** Text provided **
** Begin **

I don't know what the list of metadata fields would end up being, and I'm sure all sorts of people would use it in all sorts of ways. This question is about ability to extend the metadata managed by pacman and friends.

(Just putting an extra file with extra metadata into the package would solve the problem of capturing the metadata, but that would require the user to download the package before knowing whether it meets what they were looking for. So I'm looking for a way of putting it into the .db files)

karol · 2015-01-01 01:13:46

Who's going to provide this info? Packages generally don't have changelogs because maintainers didn't have time to write them. Many (most?) unofficial repos don't provide metadate for pkgfile - a tool that will tell you which package provides particular file even if the files.db creation is pretty straightforward and automatic. I don't think you should expect anything beyond the package name and description.

ANOKNUSA · 2015-01-01 01:13:59

jernst wrote:

Rationale: I'd like to make it simple for the user to ask queries such as:
get me the list of packages that can make use of my board's GPIO pins
get me the list of packages that support Zigbee (or, insert your favorite protocol here)
get me a list of packages according to some query, but only show me those that don't need more than 256M of RAM

These are deceptively simple, generic queries: programs not specifically described as being for GPIO hardware can be used with it all the same; protocols supported by applications/programs are likely to be mentioned in the package description; and the amount of RAM used by a program will vary depending on use case and platform. Even if this were feasible (it's not---where would you draw the line on what metadata to include, what criteria would be used and how would you get all submitters/maintainers to include it?), you'd still just get a big list of package names and 25-character descriptions. The list of programs would in many cases still be both vast and incomplete.

** End **

** Recorded data **
** Begin **

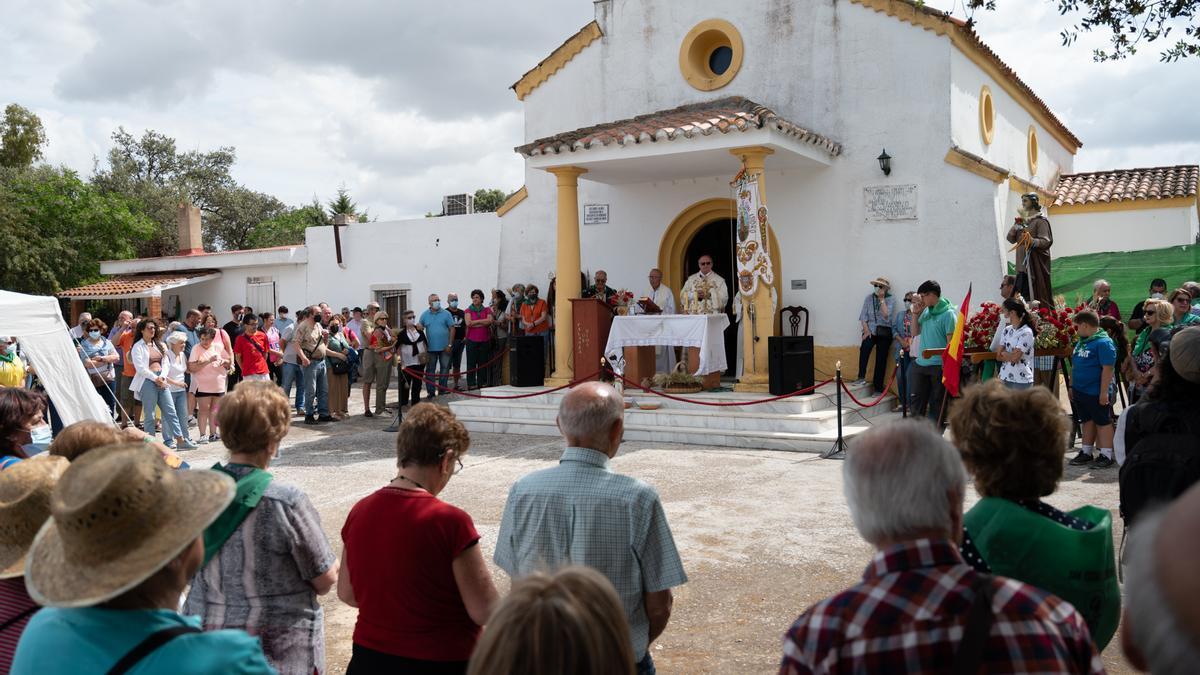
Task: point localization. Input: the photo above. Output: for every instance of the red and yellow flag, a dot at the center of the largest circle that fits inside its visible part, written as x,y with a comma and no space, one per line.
952,358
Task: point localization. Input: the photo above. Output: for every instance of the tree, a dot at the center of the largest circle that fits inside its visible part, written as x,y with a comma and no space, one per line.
1129,23
22,137
55,228
487,201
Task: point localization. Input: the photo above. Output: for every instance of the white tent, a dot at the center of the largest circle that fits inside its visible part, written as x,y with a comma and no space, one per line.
45,338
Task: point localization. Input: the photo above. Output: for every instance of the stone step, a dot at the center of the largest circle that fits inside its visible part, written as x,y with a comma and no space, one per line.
688,418
729,438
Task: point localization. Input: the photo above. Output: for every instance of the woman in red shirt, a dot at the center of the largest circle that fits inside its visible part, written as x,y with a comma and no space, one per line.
412,562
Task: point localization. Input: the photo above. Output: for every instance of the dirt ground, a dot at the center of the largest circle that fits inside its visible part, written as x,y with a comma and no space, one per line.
762,535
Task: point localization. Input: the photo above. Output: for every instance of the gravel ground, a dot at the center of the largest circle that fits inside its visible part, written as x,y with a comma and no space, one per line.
763,535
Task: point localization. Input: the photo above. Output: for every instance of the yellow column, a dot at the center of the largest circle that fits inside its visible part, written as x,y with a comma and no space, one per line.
754,353
567,272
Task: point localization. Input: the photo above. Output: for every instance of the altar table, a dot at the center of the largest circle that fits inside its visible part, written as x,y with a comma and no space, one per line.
634,336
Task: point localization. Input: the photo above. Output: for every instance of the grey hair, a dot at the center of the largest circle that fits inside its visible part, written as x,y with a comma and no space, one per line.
897,478
586,416
1156,631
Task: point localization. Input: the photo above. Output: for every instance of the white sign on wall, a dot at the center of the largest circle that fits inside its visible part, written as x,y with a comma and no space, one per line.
595,214
891,202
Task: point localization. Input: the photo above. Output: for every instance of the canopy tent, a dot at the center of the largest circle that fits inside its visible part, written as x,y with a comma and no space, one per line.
45,339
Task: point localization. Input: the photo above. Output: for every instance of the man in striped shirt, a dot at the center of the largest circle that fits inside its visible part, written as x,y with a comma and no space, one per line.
919,608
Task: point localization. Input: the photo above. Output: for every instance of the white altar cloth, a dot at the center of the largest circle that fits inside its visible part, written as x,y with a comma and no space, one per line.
706,332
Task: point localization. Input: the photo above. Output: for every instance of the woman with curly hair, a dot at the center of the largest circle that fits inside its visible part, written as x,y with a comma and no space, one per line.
1012,442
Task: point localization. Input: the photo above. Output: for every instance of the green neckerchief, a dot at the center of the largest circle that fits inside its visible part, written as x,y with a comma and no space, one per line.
939,309
250,491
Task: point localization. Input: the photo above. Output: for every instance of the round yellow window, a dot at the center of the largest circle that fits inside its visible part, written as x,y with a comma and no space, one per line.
711,54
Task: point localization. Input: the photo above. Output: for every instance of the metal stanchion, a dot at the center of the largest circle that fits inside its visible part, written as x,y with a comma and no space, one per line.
839,447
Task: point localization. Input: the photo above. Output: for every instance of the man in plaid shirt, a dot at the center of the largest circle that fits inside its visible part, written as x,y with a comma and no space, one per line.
904,485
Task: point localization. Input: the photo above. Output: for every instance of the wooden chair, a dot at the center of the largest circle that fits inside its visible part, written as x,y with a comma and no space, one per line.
793,320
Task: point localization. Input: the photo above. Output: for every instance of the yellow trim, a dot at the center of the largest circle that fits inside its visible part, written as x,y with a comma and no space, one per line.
1123,205
699,45
687,225
959,159
1021,186
511,202
1031,150
557,59
971,48
987,115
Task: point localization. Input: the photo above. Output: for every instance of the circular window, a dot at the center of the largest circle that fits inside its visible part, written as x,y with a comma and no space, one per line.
1033,150
711,54
987,115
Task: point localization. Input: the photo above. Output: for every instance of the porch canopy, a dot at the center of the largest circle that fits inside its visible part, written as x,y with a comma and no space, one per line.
693,141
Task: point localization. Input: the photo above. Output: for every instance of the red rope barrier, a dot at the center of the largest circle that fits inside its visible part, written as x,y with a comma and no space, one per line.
718,404
876,401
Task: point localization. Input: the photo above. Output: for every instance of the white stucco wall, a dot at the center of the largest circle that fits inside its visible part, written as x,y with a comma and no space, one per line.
436,255
1012,123
1122,231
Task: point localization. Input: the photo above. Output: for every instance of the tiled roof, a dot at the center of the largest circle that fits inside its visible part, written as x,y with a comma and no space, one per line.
723,115
133,285
1127,185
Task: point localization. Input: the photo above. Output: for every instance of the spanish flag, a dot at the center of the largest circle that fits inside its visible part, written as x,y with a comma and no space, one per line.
952,358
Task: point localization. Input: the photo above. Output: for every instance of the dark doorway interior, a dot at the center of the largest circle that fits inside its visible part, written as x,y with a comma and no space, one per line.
717,240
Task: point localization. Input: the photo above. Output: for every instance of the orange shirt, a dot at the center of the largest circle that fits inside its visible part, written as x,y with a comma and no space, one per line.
529,312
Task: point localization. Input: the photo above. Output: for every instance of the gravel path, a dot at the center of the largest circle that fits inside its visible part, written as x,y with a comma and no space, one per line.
763,535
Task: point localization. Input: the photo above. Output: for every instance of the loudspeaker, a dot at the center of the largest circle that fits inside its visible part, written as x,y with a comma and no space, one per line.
790,363
527,360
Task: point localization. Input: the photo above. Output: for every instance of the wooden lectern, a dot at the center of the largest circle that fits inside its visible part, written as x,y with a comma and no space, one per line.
592,318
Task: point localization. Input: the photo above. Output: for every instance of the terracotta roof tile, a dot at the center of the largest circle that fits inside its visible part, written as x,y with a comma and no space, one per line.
723,115
1127,185
133,284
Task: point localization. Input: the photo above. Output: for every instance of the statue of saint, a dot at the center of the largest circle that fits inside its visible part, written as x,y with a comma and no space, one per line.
1032,239
705,291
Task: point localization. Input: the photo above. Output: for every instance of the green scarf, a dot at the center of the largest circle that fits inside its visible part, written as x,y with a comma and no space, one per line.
939,309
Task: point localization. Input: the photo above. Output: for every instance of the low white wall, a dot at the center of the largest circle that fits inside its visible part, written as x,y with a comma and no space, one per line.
1122,231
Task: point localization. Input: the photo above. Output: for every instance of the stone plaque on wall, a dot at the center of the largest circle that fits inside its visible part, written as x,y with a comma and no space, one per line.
891,202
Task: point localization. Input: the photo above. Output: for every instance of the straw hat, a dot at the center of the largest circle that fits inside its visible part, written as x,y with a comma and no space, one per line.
24,506
118,515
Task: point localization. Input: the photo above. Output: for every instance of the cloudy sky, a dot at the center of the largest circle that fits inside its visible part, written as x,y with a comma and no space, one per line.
405,102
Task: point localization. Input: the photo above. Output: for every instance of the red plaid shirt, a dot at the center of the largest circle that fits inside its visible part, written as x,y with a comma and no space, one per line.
909,614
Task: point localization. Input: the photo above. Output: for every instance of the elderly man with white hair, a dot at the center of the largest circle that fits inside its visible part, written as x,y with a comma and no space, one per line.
582,513
1161,632
919,608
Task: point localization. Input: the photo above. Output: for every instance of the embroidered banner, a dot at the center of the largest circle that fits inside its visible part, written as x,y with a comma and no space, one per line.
754,257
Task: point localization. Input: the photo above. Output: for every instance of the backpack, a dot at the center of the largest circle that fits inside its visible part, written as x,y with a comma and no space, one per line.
1164,461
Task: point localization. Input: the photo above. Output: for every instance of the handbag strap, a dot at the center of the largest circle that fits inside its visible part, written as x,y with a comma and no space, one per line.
969,657
148,646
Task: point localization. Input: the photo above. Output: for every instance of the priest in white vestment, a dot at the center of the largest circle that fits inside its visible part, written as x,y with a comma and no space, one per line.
658,300
705,291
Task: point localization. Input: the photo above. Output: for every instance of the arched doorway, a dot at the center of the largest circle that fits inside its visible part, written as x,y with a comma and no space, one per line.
677,261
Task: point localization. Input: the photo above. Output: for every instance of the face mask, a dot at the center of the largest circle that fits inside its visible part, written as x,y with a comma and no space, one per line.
40,437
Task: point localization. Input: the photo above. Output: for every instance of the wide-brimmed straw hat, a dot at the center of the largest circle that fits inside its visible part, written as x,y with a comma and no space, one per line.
118,515
24,506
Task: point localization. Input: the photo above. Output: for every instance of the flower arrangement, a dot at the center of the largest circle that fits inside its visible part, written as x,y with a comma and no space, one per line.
982,326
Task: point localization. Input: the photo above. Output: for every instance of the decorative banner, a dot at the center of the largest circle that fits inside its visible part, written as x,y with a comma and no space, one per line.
754,257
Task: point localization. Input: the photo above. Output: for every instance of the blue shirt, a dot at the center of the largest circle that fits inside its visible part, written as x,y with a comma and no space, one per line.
1089,360
437,328
93,639
582,513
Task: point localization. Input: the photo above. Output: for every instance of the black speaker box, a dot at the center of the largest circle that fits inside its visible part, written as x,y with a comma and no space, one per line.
527,360
790,363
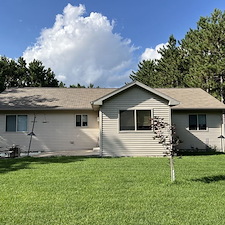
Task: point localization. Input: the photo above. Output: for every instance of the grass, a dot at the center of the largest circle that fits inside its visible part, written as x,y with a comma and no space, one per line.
112,191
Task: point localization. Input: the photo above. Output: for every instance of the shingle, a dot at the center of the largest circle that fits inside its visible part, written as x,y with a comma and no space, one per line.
192,98
50,98
80,98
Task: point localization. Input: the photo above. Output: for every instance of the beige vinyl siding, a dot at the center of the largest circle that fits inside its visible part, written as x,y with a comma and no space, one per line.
54,131
200,139
131,143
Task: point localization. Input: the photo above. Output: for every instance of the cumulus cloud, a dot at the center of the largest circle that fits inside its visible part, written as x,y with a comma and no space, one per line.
152,53
83,49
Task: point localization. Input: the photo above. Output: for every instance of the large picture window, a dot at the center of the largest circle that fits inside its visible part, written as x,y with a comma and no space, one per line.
16,123
197,122
135,120
81,120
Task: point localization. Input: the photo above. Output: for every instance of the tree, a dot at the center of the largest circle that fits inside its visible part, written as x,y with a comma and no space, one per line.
18,74
146,73
166,134
198,60
168,71
39,76
171,67
204,48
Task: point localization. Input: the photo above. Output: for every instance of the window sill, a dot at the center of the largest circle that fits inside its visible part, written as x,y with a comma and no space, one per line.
198,130
135,131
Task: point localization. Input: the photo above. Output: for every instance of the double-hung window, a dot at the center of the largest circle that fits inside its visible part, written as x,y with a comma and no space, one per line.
81,120
197,122
16,123
132,120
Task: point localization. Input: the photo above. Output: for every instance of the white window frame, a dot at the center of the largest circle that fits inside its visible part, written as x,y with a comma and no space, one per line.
197,114
135,120
16,115
81,117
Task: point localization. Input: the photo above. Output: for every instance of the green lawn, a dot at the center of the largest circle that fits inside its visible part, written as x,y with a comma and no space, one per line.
79,190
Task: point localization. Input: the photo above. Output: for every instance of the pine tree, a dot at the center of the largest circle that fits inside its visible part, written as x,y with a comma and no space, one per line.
204,48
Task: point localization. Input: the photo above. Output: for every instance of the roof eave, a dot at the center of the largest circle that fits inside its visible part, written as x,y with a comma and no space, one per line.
171,101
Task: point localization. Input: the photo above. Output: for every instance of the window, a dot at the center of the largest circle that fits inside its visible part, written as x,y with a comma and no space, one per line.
81,120
16,123
143,119
197,122
128,118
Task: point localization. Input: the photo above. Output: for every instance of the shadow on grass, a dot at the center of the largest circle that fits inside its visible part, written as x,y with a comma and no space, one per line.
9,165
210,179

** End **

** To do **
A: In the pacman metadata thread, translate this sentence into Spanish: "I don't think you should expect anything beyond the package name and description."
B: Retype the passage of the pacman metadata thread that starts at the words "Rationale: I'd like" and ends after the words "favorite protocol here)".

** Solved tasks **
A: No creo que debas esperar nada más allá del nombre y la descripción del paquete.

B:
Rationale: I'd like to make it simple for the user to ask queries such as:
get me the list of packages that can make use of my board's GPIO pins
get me the list of packages that support Zigbee (or, insert your favorite protocol here)